### Selected passage
◆ ◆ ◆ ◆ ◆
27 The report says that the ‘onsite investigation’ commenced at approximately 9.30am on 25 October 2004 with Mr Jason Frost and Mr Joshua Taylor from Ferrier Hodgson undertaking the investigation. A Notice of Inspection and Audit was given to Ms Wild and Mr Livoni and the process of investigation was explained to them. The report confirms that the directors asked to speak to their lawyer. Ferrier Hodgson agreed to that request. The report says that Ms Wild said that she was not able to contact her lawyer but would call the Applicant’s accountant to discuss the investigation. Ms Wild requested Mr Frost to speak to the Applicant’s accountant ‘as the directors did not feel that the investigation should take place’. The report says that Mr Frost spoke to the Applicant’s accountant on the telephone for a short period. The report says the accountant expressed a view that he was not certain that the investigation could take place or that a copy could be made of the Optomate database operated by the Applicant. The report says that Mr Frost advised the accountant ‘of the right of Budget Eyewear, or its agent, to conduct the investigation and that a notice of investigation had been provided to the directors pursuant to the franchise agreement’ and that ‘a copy of the computer system was required for the investigation’.
28 Paragraph 3.1.5 of the report confirms that the Applicant’s accountant expressed further concern over the possibility that the computer operating the Optomate database may also contain information of a private or confidential nature and that Mr Frost briefly explained that the computer was being used to maintain ‘the books and records of the franchise and accordingly it would be subject to the investigation’.
29 After these discussions, the ‘investigation then commenced and a forensic image of the computer, within which the Optomate database operates, was obtained’ (paragraph 3.1.6). The report confirms that on the morning of the first day of the investigation the directors of the Applicant were provided with a formal notice requiring them to deliver all books and records relating to the franchise for the period 1 July 2002 to 22 October 2004, to Ferrier Hodgson. On the afternoon of the first day of the investigation, the directors were questioned in respect of the manual cash receipt books and availability of records at the site. A part time employee of the Applicant, Ms Mary-Anne Brunjes, was interviewed by Ferrier Hodgson on the second day of the investigation concerning her role, the procedures she followed and what instructions she had been given by the directors particularly in relation to the recording of sales and the use of manual cash receipt books. Other staff of the Applicant were also interviewed.
30 Throughout the report, these events are systemically described as an ‘investigation’.
31 On 21 June 2005, a letter was sent by the solicitors for the Respondent to the solicitor for the Applicant enclosing a document described as Notice of Breach and Intention to Terminate Franchise Agreement. By this document, the Respondent gave the Applicant notice of its intention to terminate the Franchise Agreement on 1 August 2005 unless the Applicant remedied nominated breaches by effecting the rectification steps A to E in the Notice by 5.00pm, 31 July 2005. The Notice was given under clauses 16.1, 16.2 and 16.3.8 of the Franchise Agreement and paragraphs 21 and 23 of the Franchising Code of Conduct (“the Franchising Code”). Seven grounds of termination are identified in the Notice.
◆ ◆ ◆ ◆ ◆
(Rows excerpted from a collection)
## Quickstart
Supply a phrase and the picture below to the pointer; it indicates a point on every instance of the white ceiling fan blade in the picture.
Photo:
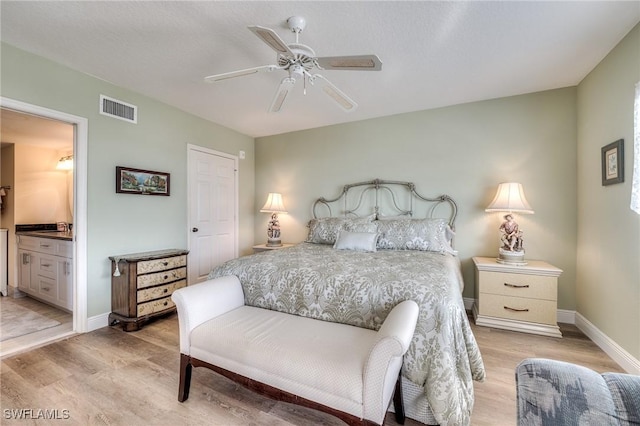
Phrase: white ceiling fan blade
(272, 39)
(358, 63)
(240, 73)
(337, 95)
(286, 85)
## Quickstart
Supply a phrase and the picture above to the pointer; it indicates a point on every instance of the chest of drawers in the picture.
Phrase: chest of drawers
(142, 285)
(519, 298)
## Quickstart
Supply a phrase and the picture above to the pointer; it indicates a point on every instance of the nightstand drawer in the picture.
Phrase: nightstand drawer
(519, 285)
(517, 308)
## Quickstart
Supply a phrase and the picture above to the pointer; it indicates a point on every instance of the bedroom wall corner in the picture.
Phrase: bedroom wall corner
(463, 151)
(608, 249)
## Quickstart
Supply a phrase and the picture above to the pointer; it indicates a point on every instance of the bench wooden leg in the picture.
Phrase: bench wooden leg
(398, 401)
(185, 377)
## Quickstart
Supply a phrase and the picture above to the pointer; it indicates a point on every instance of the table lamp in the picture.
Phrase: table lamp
(274, 205)
(510, 198)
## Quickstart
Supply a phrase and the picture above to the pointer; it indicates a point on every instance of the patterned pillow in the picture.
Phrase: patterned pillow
(415, 234)
(325, 230)
(359, 241)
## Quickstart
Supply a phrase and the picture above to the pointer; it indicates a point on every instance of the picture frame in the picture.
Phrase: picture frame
(142, 182)
(613, 163)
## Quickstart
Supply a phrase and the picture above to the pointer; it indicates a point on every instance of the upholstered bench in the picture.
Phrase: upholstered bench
(346, 371)
(558, 393)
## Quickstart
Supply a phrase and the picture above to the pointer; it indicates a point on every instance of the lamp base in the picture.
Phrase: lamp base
(272, 242)
(515, 258)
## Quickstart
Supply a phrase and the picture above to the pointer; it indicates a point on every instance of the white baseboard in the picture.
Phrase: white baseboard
(468, 303)
(611, 348)
(98, 321)
(566, 316)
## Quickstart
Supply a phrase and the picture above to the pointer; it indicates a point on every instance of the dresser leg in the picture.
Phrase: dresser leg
(185, 377)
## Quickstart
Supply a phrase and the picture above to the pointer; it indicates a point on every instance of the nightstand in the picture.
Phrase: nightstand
(518, 298)
(263, 247)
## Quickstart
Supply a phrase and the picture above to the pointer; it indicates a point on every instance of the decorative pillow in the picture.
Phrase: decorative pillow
(325, 230)
(360, 241)
(415, 234)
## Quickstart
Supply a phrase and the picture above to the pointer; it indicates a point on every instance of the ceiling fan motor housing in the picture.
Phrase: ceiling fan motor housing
(297, 24)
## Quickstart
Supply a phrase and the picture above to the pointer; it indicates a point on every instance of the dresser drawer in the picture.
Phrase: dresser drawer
(161, 277)
(155, 306)
(155, 265)
(517, 308)
(160, 291)
(519, 285)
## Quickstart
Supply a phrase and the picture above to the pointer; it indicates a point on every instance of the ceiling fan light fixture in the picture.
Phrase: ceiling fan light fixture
(299, 60)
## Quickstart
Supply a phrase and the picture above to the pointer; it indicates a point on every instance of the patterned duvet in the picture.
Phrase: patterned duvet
(360, 289)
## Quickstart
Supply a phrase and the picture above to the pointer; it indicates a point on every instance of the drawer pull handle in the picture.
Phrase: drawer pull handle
(516, 310)
(516, 285)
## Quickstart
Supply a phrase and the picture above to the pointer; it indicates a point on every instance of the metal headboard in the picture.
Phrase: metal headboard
(401, 197)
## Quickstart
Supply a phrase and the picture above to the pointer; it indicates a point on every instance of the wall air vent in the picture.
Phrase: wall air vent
(118, 109)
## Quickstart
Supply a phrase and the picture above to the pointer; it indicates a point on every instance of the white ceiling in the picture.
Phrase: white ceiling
(434, 54)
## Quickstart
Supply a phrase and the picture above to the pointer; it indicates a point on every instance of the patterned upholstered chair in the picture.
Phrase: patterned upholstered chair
(558, 393)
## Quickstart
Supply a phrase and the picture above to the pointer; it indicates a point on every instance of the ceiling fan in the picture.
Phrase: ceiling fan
(299, 60)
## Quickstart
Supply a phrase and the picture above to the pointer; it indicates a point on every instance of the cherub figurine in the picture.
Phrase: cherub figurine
(511, 235)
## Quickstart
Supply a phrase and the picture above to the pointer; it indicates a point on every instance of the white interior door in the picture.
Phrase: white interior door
(212, 210)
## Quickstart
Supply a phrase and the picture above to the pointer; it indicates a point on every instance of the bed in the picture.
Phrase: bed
(368, 250)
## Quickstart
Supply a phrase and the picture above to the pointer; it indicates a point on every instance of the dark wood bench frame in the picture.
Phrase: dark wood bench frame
(187, 363)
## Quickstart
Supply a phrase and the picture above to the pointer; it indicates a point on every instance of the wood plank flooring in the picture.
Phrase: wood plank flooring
(109, 377)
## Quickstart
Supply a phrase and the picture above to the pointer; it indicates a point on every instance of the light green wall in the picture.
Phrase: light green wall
(463, 151)
(120, 223)
(608, 253)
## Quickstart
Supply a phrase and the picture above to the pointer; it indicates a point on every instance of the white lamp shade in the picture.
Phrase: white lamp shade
(274, 204)
(510, 198)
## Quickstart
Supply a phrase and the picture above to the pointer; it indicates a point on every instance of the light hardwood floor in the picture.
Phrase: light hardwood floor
(109, 377)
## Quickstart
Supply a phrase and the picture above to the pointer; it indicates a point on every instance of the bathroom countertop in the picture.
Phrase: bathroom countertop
(55, 235)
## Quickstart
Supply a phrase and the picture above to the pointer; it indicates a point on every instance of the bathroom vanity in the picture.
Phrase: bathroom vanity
(45, 260)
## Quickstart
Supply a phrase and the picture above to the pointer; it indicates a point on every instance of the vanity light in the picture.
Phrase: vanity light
(65, 163)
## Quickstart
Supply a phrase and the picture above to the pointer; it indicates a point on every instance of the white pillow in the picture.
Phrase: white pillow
(360, 241)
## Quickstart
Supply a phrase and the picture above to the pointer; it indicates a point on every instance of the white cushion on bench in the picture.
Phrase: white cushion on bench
(257, 343)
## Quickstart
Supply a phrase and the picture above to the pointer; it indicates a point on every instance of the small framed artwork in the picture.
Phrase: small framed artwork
(143, 182)
(613, 163)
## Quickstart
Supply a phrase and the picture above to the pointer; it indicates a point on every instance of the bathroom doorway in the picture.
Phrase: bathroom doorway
(32, 131)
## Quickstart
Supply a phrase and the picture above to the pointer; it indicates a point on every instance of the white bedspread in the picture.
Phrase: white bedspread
(360, 289)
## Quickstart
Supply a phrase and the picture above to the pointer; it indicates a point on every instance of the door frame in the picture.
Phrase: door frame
(190, 148)
(80, 147)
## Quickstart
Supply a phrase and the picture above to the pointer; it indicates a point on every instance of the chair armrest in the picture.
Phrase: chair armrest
(201, 302)
(385, 359)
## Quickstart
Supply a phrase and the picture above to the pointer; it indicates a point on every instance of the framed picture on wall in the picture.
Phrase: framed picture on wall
(613, 163)
(143, 182)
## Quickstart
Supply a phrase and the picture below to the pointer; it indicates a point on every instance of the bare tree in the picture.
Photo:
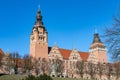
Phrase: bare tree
(117, 70)
(58, 67)
(100, 69)
(80, 68)
(109, 70)
(37, 65)
(112, 37)
(8, 63)
(1, 56)
(15, 58)
(91, 69)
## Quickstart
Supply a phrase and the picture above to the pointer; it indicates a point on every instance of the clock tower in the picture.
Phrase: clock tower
(39, 39)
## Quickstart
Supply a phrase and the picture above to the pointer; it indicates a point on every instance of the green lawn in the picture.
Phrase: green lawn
(11, 77)
(18, 77)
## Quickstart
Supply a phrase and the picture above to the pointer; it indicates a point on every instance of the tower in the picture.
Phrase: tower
(97, 51)
(39, 39)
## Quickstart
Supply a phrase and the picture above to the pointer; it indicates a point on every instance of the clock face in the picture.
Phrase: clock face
(32, 38)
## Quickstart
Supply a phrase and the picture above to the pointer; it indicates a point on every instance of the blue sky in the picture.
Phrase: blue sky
(70, 23)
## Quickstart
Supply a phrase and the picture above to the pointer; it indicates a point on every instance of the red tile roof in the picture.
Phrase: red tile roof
(84, 55)
(66, 53)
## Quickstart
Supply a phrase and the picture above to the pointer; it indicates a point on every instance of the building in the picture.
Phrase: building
(39, 49)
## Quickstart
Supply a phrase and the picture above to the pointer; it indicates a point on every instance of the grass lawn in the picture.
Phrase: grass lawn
(11, 77)
(18, 77)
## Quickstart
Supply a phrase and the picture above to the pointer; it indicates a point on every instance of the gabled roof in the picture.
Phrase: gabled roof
(84, 55)
(65, 53)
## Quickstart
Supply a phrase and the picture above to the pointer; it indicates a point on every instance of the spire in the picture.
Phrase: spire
(39, 18)
(96, 31)
(96, 38)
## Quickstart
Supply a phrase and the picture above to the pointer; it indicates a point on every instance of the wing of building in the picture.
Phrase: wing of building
(39, 49)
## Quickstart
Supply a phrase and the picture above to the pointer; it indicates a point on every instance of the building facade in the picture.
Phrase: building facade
(39, 49)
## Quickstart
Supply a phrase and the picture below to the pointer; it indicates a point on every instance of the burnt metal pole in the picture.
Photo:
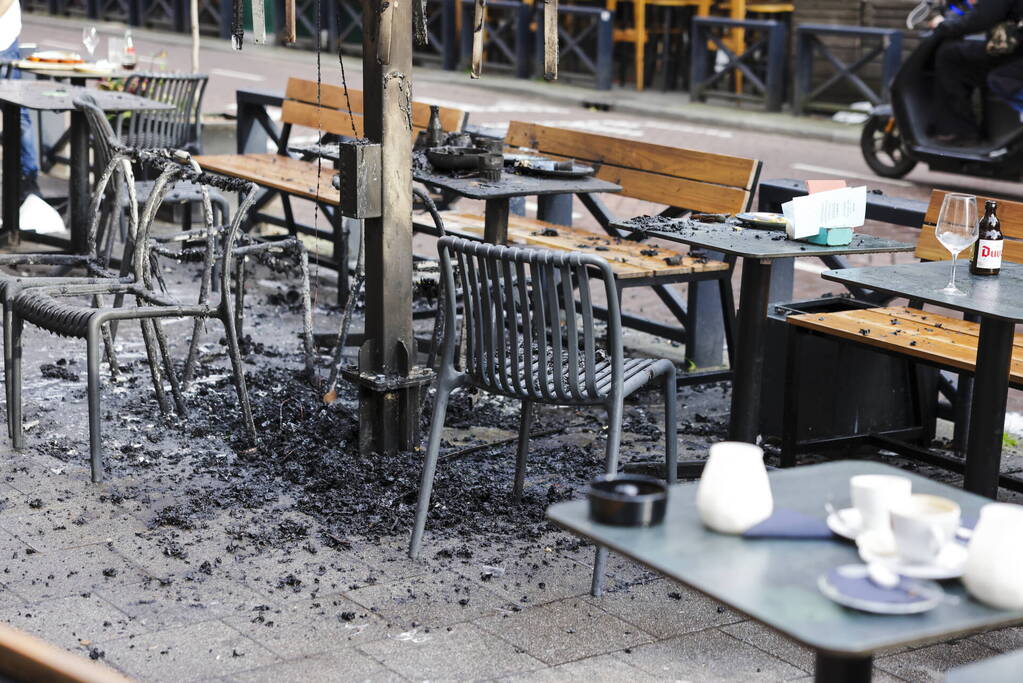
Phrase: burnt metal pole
(390, 383)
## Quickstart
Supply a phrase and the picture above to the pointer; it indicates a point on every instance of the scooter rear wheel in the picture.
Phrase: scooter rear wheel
(881, 143)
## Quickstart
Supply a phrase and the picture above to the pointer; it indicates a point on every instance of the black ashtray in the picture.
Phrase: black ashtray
(627, 500)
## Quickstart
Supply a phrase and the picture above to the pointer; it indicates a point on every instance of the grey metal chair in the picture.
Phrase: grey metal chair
(65, 311)
(526, 339)
(180, 128)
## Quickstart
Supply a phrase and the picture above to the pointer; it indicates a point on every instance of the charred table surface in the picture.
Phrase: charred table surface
(496, 193)
(49, 96)
(774, 581)
(758, 248)
(998, 302)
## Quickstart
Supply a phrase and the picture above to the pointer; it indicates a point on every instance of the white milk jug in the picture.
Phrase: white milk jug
(992, 568)
(735, 493)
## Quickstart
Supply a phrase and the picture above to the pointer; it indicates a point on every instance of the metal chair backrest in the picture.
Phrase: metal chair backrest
(525, 335)
(180, 128)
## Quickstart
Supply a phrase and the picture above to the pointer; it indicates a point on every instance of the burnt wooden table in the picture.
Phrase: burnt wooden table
(49, 96)
(774, 581)
(998, 303)
(758, 249)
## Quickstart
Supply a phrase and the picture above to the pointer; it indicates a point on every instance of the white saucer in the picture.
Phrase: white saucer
(845, 522)
(877, 547)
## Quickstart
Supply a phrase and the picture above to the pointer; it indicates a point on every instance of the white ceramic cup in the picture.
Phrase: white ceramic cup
(992, 566)
(874, 495)
(923, 525)
(735, 493)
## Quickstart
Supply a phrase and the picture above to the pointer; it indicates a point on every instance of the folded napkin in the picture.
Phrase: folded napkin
(785, 524)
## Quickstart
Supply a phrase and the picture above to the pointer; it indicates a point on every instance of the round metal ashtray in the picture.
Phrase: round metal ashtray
(627, 500)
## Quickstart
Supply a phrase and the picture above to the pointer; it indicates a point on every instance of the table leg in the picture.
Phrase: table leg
(748, 370)
(831, 669)
(79, 184)
(987, 416)
(11, 172)
(495, 225)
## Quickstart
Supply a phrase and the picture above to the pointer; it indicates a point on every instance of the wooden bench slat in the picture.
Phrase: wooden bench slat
(277, 172)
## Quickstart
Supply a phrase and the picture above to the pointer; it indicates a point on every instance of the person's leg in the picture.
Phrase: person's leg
(961, 66)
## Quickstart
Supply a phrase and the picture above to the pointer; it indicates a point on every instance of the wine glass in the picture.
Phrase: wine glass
(957, 229)
(90, 40)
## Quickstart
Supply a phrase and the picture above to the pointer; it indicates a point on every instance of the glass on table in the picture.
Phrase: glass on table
(90, 40)
(957, 229)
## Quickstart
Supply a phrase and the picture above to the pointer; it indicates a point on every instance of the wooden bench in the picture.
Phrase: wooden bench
(928, 337)
(683, 180)
(282, 175)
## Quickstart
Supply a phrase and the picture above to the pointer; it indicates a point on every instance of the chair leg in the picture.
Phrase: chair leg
(444, 386)
(670, 426)
(615, 409)
(17, 434)
(239, 372)
(525, 422)
(95, 445)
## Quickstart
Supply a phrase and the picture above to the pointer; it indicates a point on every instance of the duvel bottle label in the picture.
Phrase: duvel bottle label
(989, 253)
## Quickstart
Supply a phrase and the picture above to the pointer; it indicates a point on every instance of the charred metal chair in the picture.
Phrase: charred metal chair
(62, 310)
(526, 339)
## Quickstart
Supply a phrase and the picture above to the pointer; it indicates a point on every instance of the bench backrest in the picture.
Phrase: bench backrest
(1010, 213)
(331, 116)
(672, 176)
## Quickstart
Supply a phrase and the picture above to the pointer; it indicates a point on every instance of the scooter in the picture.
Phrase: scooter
(896, 137)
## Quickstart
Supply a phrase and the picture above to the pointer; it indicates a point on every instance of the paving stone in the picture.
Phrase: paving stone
(710, 655)
(605, 668)
(297, 629)
(462, 651)
(432, 600)
(931, 664)
(74, 623)
(1003, 640)
(199, 651)
(160, 605)
(328, 668)
(664, 608)
(771, 641)
(47, 575)
(71, 526)
(563, 631)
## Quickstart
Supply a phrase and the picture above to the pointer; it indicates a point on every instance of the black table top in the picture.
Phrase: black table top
(50, 96)
(993, 297)
(750, 242)
(774, 581)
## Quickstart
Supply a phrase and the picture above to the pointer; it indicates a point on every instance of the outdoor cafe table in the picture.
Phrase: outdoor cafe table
(774, 581)
(998, 303)
(758, 249)
(48, 96)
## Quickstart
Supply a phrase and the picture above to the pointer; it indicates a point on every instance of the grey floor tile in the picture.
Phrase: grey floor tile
(664, 608)
(298, 629)
(462, 651)
(563, 631)
(75, 623)
(931, 664)
(346, 667)
(46, 575)
(430, 600)
(160, 605)
(710, 655)
(771, 641)
(605, 668)
(198, 651)
(1004, 640)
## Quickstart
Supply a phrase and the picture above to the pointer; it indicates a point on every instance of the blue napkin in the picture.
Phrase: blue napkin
(785, 524)
(862, 588)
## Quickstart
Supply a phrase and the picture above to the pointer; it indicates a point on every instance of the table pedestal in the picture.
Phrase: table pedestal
(987, 416)
(831, 669)
(749, 355)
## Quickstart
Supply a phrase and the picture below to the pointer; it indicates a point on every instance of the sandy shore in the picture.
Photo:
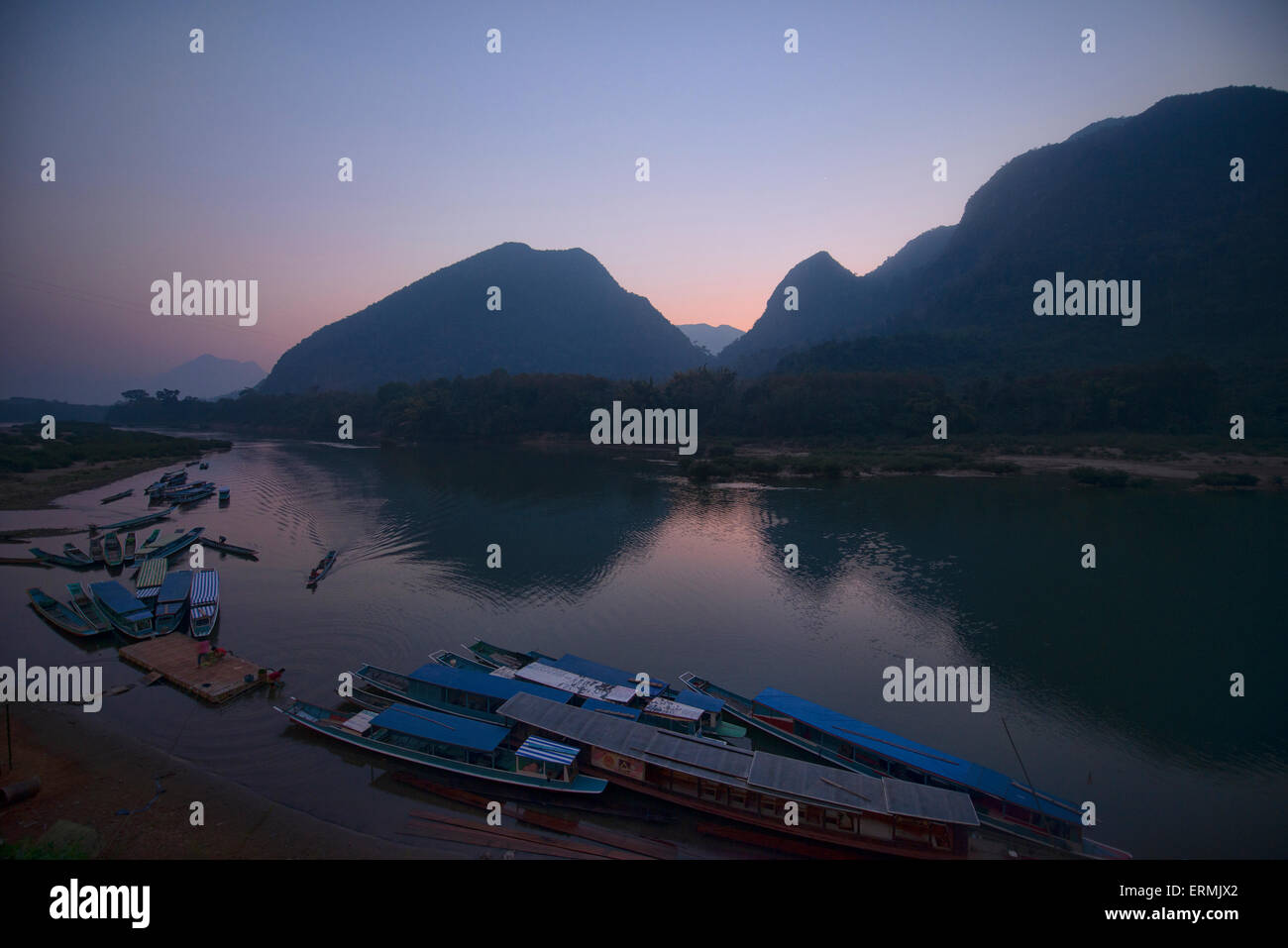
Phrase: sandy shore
(88, 775)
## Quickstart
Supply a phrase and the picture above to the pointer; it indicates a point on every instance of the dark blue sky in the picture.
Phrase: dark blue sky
(223, 165)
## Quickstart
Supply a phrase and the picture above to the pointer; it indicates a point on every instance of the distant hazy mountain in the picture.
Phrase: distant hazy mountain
(561, 312)
(832, 303)
(709, 338)
(207, 376)
(1146, 197)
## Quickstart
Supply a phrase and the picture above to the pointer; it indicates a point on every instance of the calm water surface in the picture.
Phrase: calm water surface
(1115, 682)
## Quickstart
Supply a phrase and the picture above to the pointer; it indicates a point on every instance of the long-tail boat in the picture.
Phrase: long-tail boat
(447, 742)
(58, 614)
(58, 559)
(147, 581)
(112, 550)
(321, 570)
(75, 553)
(1004, 804)
(833, 806)
(224, 546)
(172, 601)
(616, 690)
(172, 546)
(463, 691)
(123, 610)
(204, 603)
(138, 520)
(86, 608)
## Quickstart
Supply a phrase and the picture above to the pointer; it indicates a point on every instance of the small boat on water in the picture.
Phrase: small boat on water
(58, 614)
(835, 806)
(127, 613)
(58, 561)
(112, 550)
(147, 581)
(1004, 805)
(447, 742)
(72, 552)
(171, 546)
(321, 570)
(86, 608)
(172, 601)
(204, 603)
(224, 546)
(138, 520)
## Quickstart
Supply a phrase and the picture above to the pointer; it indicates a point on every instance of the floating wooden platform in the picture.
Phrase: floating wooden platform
(174, 657)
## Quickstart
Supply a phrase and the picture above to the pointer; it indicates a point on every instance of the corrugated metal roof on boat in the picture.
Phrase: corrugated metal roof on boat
(604, 673)
(443, 728)
(175, 586)
(912, 754)
(483, 683)
(630, 714)
(540, 749)
(116, 597)
(674, 708)
(910, 798)
(799, 780)
(205, 586)
(151, 574)
(567, 681)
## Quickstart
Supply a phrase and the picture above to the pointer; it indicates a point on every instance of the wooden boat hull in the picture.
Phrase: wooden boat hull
(58, 614)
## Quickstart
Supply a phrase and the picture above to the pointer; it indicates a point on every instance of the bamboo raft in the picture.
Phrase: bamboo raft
(174, 657)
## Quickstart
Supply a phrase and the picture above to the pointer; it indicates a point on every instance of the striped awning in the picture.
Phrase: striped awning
(205, 586)
(540, 749)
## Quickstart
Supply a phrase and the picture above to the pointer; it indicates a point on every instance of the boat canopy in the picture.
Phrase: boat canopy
(116, 597)
(605, 673)
(673, 708)
(578, 685)
(441, 728)
(756, 771)
(630, 714)
(482, 683)
(175, 586)
(205, 586)
(540, 749)
(910, 753)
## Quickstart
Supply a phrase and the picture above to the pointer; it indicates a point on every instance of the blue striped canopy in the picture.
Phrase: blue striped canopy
(540, 749)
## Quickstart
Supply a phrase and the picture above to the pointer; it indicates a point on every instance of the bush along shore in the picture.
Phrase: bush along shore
(81, 455)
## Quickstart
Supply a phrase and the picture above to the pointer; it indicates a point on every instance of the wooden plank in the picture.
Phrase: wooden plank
(174, 657)
(490, 840)
(510, 833)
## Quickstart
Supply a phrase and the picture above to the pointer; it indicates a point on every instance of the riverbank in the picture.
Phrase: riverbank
(89, 775)
(35, 472)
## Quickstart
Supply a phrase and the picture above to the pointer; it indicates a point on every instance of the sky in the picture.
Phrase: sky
(223, 165)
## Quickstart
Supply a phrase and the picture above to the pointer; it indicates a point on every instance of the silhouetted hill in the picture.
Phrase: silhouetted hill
(709, 338)
(1146, 197)
(561, 312)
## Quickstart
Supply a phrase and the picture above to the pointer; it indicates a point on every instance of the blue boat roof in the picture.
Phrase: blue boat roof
(901, 749)
(605, 673)
(608, 707)
(116, 597)
(175, 586)
(483, 683)
(434, 725)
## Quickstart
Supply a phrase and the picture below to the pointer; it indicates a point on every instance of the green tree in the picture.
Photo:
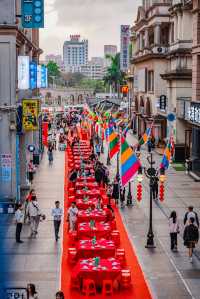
◆ ◆ ◆ ◆ ◆
### Goals
1 – Output the section of the passage on the franchise investigation between "31 On 21 June" and "in the Notice.", inclusive, without altering a word.
2 – Tally the lines of the rows that contain the string "bottle", matching case exactly, and give only the number.
The rows bear no relation to the passage on the franchise investigation.

### Solutions per task
1 –
31 On 21 June 2005, a letter was sent by the solicitors for the Respondent to the solicitor for the Applicant enclosing a document described as Notice of Breach and Intention to Terminate Franchise Agreement. By this document, the Respondent gave the Applicant notice of its intention to terminate the Franchise Agreement on 1 August 2005 unless the Applicant remedied nominated breaches by effecting the rectification steps A to E in the Notice by 5.00pm, 31 July 2005. The Notice was given under clauses 16.1, 16.2 and 16.3.8 of the Franchise Agreement and paragraphs 21 and 23 of the Franchising Code of Conduct (“the Franchising Code”). Seven grounds of termination are identified in the Notice.

2 – 2